> Given request 1
According to the ticket on blocking web crawlers, at what level should the spiders be blocked?
> Given request 2
Copy everything from "These spiders should" down to "waste of resources." in the ticket on blocking web crawlers, substituting "firewall" for "proxy".
--- Begin Page extract ---
Block spider / web crawler on tool labs
Closed, InvalidPublic
Actions

Assigned To

Authored By

	• bzimport
	Jul 20 2014, 7:02 PM

Description

Author: metatron

Description:
Tracking ticket to block aggressive spiders and web crawlers on tool labs (tools.wmflabs.org/*)

These spiders should be blocked at network or proxy level rather than in individual lighttpd-configs or even applications to avoid a waste of resources.

Version: unspecified
Severity: normal

Details

Reference: bz68300

Related Objects
Search...

		Status	Subtype	Assigned	Task
		Invalid		coren	T70300 Block spider / web crawler on tool labs
		Resolved		yuvipanda	T73120 Block TweetmemeBot UA

Event Timeline

• bzimport raised the priority of this task from to Needs Triage.Nov 22 2014, 3:33 AM

• bzimport added projects: Toolforge, Tracking-Neverending.

• bzimport set Reference to bz68300.

• bzimport created this task.Jul 20 2014, 7:02 PM

metatron wrote:

Aggressive species:

-SeznamBot
-SputnikBot
-Sogou web spider
-TweetmemeBot
-kinshoobot
-CCBot
-Scrapy
-Baiduspider
-Yahoo! Slurp

User agents:
"Mozilla/5.0 (compatible; SeznamBot/3.2; +http://fulltext.sblog.cz/)"
"Mozilla/5.0 (compatible; SputnikBot/2.3; +http://corp.sputnik.ru/webmaster)
"Sogou web spider/4.0(+http://www.sogou.com/docs/help/webmasters.htm#07)"
"Mozilla/5.0 (compatible; TweetmemeBot/3.0; +http://tweetmeme.com/)"
"kinshoobot (/global; amd64 Linux 3.10.23-xxxx-std-ipv6-64; java 1.8.0_05; Europe/fr) http://kinshoo.net/bot.html"
"CCBot/2.0 (http://commoncrawl.org/faq/)"
"Scrapy/0.22.0 (+http://scrapy.org)"
"Mozilla/5.0 (compatible; Baiduspider/2.0; +http://www.baidu.com/search/spider.html)"
"Mozilla/5.0 (compatible; Yahoo! Slurp; http://help.yahoo.com/help/us/ysearch/slurp)"
--- End Page extract ---
--- Begin Extracted information ---
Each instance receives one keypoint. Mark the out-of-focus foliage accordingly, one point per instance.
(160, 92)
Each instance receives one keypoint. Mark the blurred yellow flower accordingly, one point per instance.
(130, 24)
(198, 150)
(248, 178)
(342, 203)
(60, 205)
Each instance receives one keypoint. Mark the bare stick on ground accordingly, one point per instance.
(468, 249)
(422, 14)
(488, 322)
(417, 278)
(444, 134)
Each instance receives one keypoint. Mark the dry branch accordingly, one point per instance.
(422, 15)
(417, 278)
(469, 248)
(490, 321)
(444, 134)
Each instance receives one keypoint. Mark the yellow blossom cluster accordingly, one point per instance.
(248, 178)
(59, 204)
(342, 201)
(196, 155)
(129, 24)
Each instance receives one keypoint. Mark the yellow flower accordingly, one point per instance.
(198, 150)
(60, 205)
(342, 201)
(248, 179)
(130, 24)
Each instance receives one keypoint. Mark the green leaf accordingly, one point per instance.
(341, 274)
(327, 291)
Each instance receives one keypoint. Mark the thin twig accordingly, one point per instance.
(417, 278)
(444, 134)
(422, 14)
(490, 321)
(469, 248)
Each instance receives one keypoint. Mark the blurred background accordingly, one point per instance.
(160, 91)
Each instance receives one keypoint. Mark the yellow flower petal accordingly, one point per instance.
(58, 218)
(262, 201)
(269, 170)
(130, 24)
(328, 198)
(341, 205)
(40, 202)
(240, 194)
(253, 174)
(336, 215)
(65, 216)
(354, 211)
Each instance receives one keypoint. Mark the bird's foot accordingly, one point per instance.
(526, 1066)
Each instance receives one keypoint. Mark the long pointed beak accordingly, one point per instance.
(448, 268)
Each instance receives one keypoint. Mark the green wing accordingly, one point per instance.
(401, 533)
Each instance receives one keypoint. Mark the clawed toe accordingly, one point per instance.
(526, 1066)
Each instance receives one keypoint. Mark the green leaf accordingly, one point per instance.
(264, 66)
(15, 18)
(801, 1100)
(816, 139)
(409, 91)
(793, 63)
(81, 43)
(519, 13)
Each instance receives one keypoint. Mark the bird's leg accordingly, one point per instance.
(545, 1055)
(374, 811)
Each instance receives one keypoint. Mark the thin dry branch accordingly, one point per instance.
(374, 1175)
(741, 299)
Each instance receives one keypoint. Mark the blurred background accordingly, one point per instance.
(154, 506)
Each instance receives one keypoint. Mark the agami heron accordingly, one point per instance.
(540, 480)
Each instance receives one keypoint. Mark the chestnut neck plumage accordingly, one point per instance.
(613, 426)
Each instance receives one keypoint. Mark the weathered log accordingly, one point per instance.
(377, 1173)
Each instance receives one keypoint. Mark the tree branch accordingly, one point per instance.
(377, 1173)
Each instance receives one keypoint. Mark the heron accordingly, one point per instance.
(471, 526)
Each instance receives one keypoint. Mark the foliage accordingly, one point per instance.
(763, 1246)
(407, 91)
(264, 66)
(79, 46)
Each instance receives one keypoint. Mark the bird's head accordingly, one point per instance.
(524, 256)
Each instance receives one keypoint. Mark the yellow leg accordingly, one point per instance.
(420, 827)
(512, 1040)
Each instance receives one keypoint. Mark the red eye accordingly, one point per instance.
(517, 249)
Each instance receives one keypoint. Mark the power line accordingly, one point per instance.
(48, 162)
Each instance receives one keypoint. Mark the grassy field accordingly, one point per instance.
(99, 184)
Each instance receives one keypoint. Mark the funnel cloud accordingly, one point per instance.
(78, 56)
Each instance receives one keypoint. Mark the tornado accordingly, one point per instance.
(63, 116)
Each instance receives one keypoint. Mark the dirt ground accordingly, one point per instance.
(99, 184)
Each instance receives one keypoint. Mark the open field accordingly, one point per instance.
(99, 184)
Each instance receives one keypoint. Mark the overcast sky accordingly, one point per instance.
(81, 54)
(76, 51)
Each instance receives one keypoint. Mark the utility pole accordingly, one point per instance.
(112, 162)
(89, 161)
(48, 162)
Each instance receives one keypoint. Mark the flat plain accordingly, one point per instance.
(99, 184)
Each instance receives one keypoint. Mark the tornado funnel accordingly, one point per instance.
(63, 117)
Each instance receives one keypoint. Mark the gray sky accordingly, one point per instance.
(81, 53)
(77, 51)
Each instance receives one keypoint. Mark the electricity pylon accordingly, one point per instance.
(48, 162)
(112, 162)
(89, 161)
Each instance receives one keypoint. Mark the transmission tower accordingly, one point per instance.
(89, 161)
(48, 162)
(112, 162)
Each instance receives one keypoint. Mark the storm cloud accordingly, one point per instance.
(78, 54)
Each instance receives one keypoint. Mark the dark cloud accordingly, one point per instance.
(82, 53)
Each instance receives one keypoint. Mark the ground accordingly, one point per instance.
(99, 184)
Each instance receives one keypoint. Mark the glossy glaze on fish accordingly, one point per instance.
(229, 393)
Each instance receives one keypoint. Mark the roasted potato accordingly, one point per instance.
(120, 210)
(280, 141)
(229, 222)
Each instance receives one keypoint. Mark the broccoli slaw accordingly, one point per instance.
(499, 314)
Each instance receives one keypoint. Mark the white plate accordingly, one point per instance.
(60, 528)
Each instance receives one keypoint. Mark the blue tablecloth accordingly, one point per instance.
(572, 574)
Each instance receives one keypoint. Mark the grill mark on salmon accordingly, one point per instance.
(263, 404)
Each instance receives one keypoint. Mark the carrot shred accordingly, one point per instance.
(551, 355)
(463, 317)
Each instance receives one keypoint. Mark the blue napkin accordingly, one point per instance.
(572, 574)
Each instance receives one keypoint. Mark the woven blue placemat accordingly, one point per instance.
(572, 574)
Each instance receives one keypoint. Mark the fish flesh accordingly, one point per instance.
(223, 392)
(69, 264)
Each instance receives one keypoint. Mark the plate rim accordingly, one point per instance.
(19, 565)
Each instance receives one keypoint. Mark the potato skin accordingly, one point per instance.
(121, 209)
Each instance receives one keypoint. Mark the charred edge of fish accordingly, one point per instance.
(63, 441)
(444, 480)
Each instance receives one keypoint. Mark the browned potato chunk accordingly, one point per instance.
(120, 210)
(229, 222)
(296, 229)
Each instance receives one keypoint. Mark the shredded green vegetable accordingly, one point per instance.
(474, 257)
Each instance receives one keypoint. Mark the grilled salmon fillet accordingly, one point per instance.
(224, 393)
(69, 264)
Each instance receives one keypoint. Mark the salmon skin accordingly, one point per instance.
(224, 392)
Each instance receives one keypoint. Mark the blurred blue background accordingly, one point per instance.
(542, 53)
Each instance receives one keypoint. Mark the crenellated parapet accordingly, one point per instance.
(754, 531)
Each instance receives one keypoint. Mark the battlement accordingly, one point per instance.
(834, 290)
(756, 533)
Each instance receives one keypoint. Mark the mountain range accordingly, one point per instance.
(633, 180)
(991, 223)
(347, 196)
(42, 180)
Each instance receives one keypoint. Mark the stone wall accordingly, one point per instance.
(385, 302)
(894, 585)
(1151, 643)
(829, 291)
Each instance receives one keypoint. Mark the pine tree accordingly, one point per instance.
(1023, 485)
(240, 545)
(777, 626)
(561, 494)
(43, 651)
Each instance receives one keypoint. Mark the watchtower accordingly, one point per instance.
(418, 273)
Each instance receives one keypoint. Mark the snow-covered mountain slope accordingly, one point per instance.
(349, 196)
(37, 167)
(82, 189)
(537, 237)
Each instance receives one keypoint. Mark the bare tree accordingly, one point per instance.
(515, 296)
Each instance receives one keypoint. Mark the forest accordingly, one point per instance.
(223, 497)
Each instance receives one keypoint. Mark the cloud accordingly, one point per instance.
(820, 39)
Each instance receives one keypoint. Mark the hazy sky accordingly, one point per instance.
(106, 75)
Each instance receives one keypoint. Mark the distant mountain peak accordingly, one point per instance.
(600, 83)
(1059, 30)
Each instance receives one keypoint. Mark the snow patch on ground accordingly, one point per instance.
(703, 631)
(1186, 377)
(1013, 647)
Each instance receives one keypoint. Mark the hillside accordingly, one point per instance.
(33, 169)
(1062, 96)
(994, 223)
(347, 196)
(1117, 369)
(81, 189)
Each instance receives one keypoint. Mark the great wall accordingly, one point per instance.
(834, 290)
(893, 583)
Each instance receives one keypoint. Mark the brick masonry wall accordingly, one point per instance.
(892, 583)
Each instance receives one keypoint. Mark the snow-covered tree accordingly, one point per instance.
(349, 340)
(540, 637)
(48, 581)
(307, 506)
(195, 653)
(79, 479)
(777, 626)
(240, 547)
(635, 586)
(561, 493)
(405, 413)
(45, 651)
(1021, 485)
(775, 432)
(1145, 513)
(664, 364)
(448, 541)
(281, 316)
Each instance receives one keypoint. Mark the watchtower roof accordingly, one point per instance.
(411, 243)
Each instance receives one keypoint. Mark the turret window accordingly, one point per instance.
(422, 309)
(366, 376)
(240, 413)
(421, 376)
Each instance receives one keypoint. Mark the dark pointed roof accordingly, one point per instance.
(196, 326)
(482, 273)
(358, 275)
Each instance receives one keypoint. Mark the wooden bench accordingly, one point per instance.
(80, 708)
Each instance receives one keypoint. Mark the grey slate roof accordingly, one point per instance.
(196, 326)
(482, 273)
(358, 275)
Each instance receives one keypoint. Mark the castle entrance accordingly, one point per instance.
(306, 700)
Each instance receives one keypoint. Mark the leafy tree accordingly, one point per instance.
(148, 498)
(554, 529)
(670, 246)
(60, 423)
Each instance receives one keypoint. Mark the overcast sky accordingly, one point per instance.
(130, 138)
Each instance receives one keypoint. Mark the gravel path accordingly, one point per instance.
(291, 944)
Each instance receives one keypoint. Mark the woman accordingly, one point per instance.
--- End Extracted information ---
> Reply 1
At network or proxy level.

> Reply 2
These spiders should be blocked at network or firewall level rather than in individual lighttpd-configs or even applications to avoid a waste of resources.